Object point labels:
────

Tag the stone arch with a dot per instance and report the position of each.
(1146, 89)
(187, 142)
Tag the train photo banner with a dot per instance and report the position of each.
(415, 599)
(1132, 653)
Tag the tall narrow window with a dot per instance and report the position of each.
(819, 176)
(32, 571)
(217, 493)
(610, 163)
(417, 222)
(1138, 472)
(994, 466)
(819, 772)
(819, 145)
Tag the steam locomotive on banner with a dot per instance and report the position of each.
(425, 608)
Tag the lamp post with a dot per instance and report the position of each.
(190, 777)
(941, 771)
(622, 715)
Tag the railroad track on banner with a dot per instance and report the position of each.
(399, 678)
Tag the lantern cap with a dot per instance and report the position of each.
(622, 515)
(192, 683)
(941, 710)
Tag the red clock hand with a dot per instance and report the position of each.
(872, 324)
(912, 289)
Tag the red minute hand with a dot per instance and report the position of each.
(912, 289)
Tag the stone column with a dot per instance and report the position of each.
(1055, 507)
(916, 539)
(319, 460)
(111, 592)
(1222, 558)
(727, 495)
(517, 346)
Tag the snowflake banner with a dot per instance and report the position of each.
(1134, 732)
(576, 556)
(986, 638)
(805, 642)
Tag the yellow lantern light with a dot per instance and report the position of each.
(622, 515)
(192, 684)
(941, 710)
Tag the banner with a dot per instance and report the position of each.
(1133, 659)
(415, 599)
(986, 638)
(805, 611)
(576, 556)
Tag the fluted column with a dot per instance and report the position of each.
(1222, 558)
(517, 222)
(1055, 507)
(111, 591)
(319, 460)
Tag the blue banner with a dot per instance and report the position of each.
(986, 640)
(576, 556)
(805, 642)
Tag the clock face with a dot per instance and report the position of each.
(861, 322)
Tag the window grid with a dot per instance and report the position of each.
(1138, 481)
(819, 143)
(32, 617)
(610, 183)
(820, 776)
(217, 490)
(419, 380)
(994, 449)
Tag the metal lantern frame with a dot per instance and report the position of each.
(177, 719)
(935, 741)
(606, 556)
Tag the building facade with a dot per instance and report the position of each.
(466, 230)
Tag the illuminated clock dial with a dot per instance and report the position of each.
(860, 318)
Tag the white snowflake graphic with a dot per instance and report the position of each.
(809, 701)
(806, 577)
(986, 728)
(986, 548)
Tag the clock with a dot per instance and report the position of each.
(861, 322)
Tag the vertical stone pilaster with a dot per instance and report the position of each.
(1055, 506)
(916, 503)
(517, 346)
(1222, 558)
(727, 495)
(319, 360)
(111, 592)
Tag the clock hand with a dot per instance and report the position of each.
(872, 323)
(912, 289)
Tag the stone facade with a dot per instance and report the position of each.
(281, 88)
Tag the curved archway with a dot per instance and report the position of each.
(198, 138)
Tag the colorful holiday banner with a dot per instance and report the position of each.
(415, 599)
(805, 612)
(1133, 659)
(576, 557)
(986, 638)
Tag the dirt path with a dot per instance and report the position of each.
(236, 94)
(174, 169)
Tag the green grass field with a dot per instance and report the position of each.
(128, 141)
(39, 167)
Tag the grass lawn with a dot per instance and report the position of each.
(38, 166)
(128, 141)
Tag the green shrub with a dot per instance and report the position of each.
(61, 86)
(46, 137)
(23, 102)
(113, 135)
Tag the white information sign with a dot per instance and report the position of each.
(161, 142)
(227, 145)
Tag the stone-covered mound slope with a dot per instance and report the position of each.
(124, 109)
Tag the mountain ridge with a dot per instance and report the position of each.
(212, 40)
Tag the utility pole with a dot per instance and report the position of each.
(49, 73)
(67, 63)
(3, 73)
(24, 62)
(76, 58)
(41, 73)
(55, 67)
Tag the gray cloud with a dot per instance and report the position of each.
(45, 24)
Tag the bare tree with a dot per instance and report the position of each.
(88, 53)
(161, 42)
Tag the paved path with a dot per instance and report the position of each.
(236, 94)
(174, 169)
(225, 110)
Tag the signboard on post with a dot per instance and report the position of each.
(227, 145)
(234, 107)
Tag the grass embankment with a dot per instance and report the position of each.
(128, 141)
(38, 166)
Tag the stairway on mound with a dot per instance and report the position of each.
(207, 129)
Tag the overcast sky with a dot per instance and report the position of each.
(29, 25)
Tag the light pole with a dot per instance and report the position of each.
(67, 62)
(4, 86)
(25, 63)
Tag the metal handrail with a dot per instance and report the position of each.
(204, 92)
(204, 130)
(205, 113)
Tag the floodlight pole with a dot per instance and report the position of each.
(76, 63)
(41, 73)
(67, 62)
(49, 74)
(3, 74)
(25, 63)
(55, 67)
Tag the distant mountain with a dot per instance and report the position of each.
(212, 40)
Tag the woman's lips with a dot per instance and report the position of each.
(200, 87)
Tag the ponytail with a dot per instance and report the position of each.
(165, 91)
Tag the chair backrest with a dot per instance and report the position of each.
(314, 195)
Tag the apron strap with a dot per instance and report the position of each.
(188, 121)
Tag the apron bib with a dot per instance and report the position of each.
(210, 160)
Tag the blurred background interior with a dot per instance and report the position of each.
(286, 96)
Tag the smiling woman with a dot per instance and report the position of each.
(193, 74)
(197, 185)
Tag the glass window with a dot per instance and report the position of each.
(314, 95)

────

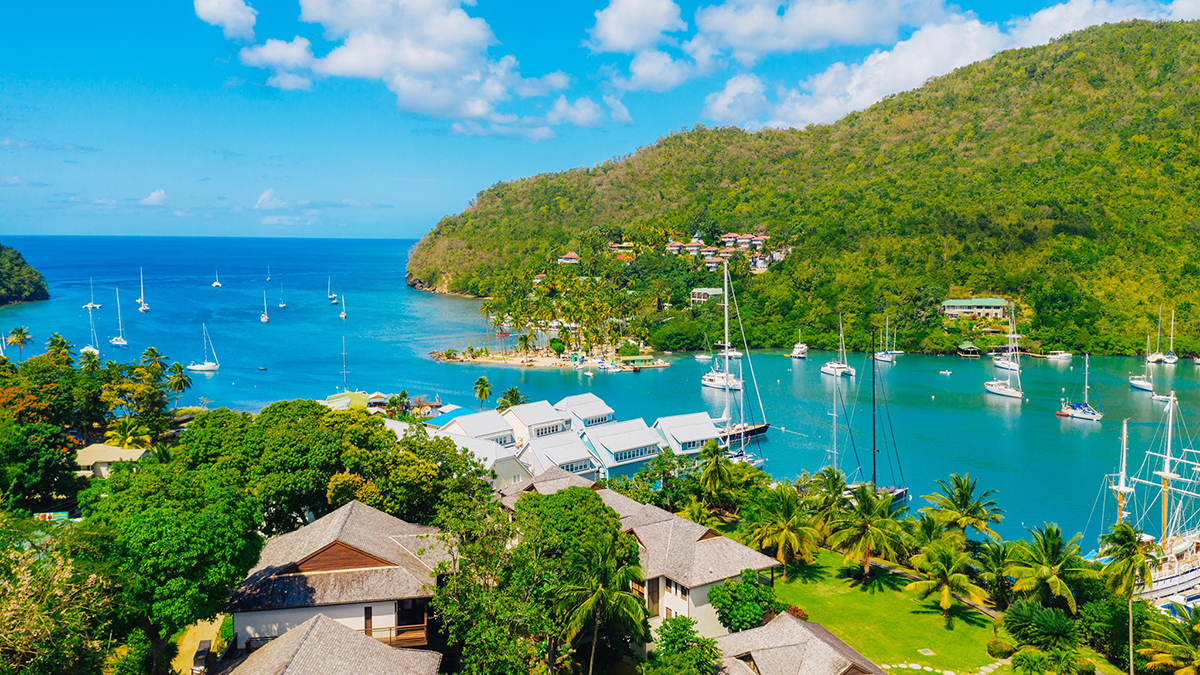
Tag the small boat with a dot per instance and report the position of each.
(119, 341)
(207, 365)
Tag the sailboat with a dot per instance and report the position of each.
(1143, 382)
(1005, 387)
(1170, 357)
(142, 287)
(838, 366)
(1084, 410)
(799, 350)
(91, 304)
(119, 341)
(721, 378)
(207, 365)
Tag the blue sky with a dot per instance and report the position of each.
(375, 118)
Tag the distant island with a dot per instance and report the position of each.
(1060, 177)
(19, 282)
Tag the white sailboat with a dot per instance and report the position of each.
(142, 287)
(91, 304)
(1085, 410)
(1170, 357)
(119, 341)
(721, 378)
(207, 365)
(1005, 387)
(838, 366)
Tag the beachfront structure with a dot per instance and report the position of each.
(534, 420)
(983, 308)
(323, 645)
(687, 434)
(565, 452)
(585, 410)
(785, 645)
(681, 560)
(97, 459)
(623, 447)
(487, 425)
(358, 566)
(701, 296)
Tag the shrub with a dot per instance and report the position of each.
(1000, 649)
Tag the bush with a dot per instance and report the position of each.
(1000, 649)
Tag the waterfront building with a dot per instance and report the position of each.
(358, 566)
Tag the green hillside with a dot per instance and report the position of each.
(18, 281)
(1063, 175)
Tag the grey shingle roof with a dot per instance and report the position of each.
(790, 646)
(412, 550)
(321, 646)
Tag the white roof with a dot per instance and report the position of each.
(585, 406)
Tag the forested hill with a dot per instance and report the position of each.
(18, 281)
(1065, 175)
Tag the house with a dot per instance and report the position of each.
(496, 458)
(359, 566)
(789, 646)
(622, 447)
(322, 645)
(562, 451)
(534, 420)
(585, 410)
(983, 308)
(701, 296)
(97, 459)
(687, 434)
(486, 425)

────

> [Task description]
Output the records exactly as they appear, beginning at the line that contains "Tag the stone arch" and stopping after the line that contains "(1132, 653)".

> [Task response]
Tag the stone arch with a dot per instance and report the position of each.
(1146, 89)
(187, 142)
Tag the train photo banner with a dot per instance and report the position of each.
(415, 599)
(1132, 653)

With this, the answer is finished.